### PROVIDED PASSAGE ###

A British diplomat, after witnessing the iconic Pink Ball Test Match at Eden Gardens
Picture of the Eden match taken by Nick Low on Day 1

Nick Low   |   Calcutta   |   Published 28.11.19, 05:54 PM

My vision of the ‘Living Bridge’ between the United Kingdom and India is of a thick cord of the finest silk. Each brilliantly coloured strand is a separate element, exquisite and beautiful in its own right but which combines to form something that is vibrant, precious and unique. Each strand has a different, personal meaning to every one of us: both in the here and now but also taking us back to a special place in the past. For this article in t2, forgive me if I choose the stunning golden strand that is cricket.

As a diplomat I work hard on behalf of my country to make the world a better place. That ranges from local action to tackle the great global issues of our time — things like climate change, stopping plastics getting into our rivers and oceans, and fighting the menace of superbugs and anti-microbial resistance.

India and the United Kingdom are working ever more closely on those and other issues as a ‘Force for Good’. It’s satisfying work. Being a diplomat also gives me the opportunity to do things, meet people and go to places that it’s hard to imagine I could do in any other walk of life. Last week… well, let’s just say that if I’ve had a better week at work in my 27 years as a diplomat, I don’t remember it! In consecutive evenings, I had the honour and privilege of meeting and talking to Ravi Shastri and Sunil Gavaskar. Those are moments that stay with you for a lifetime. In a world where terms like “world class” and “legend” are bandied about daily, these giants of the game were and are the real thing. A month after arriving in Calcutta, last week was also my first visit to Eden Gardens. Eden Gardens! The very name has a magic that excites!

As a boy, if you’d asked me the three most famous cricket grounds in the world, I’d have said Lord’s, Eden Gardens and the MCG (Melbourne Cricket Ground). And I’d say the same now. I don’t keep a “bucket list” of things to see before I die. But if I did, Eden Gardens would have been on it.

Let me start by congratulating everyone concerned with a memorable occasion. The stadium looked great. And the atmosphere was great. The tens of thousands watching were passionate, informed and sporting. Brilliant to see the odd Bangladeshi flag being waved amidst a sea of green, orange and white Indian tricolours. Bengal united by its shared love of cricket.

### COLLECTED DATA ###

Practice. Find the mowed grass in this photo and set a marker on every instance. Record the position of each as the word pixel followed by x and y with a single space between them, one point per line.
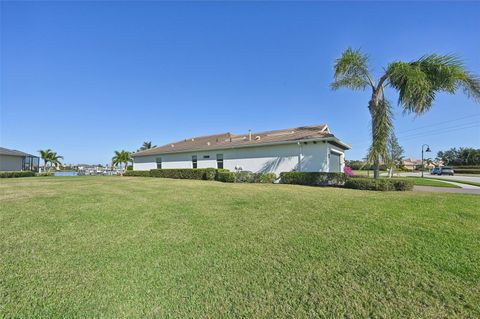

###

PROBLEMS AND TASKS:
1. According to the Eden Gardens article, how many years has the writer worked as a diplomat?
2. Return everything in the Eden Gardens article from "My vision of" down to "that is cricket.".
3. Summarize the Eden Gardens article in two sentences.
The lines have no connection to the article on Eden Gardens.

SOLUTION LIST:
1. 27 years.

2.
My vision of the ‘Living Bridge’ between the United Kingdom and India is of a thick cord of the finest silk. Each brilliantly coloured strand is a separate element, exquisite and beautiful in its own right but which combines to form something that is vibrant, precious and unique. Each strand has a different, personal meaning to every one of us: both in the here and now but also taking us back to a special place in the past. For this article in t2, forgive me if I choose the stunning golden strand that is cricket.

3. A British diplomat in Calcutta pictures the UK–India "Living Bridge" as a silk cord, chooses cricket as its golden strand, and recalls meeting Ravi Shastri and Sunil Gavaskar on consecutive evenings. The writer's first visit to Eden Gardens, a ground long counted among the world's three most famous, was a memorable occasion with a great-looking stadium, a passionate crowd and Bangladeshi flags among Indian tricolours.